NERSCPowering Scientific Discovery Since 1974

Submitting PDSF Jobs

Univa Grid Engine (UGE) is the batch system used at PDSF. This is a fork of the Sun Grid Engine (SGE).

PDSF batch jobs have a 1 day wallclock limit. If your job attempts to run beyond the wallclock limit UGE will kill it. 

The total number of jobs (running, pending or otherwise) for all users is limited to 30,000 and the number of jobs a single user can have at any one time is limited to 5000. Since PDSF is a shared facility any jobs that are detrimental to the overall performance of the batch system are subject to being deleted at the discretion of the PDSF staff. If this happens, you will be notified and asked to adjust your workflow as necessary.

Because of security reasons, UGE will automatically strip out the LD_LIBRARY_PATH environment variable if a job is submitted with "qsub -V". This means that if you load a module on a login node and then submit a job with the "-V" option, the jobs will fail with library not found errors. Instead, you should load the modules in the script you are submitting to the batch system directly.

If you are planning to submit thousands of short jobs concurrently consider using job arrays if possible to reduce UGE accounting overhead. See Using job arrays.

Common Actions

ActionHow to do itComment
Submit a job qsub script You need to submit a script, not an executable. If you need your job to inherit all the environmental variables of the submitting shell you have to request it with the -V option. Note: your job will not inherit your LD_LIBRARY_PATH (even if you specify -V).

(GOAL OF THE EXERCISE):
Per the PDSF job submission page, how many jobs can a single user have at any one time?

(INFORMATION SHOWN):
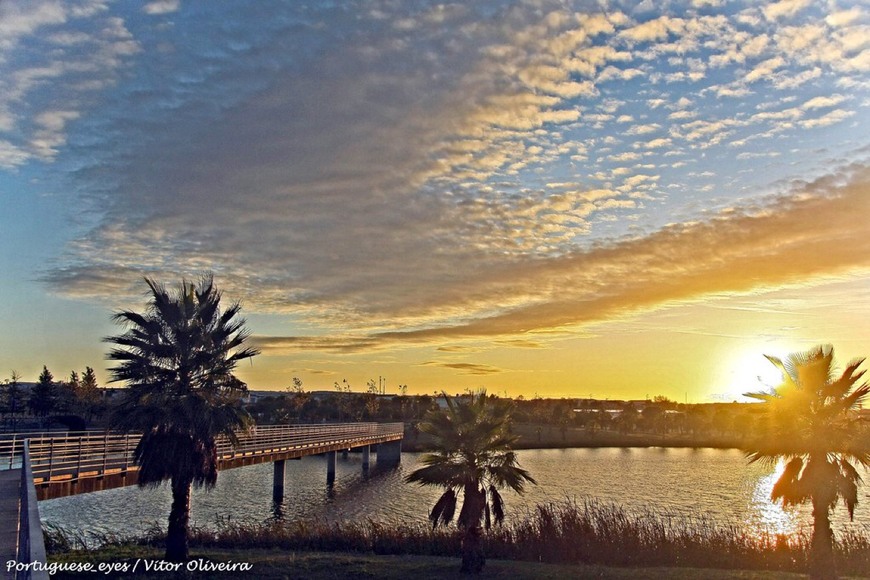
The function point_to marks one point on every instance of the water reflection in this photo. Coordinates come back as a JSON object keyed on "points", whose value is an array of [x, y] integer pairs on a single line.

(OUTPUT OF THE TASK):
5000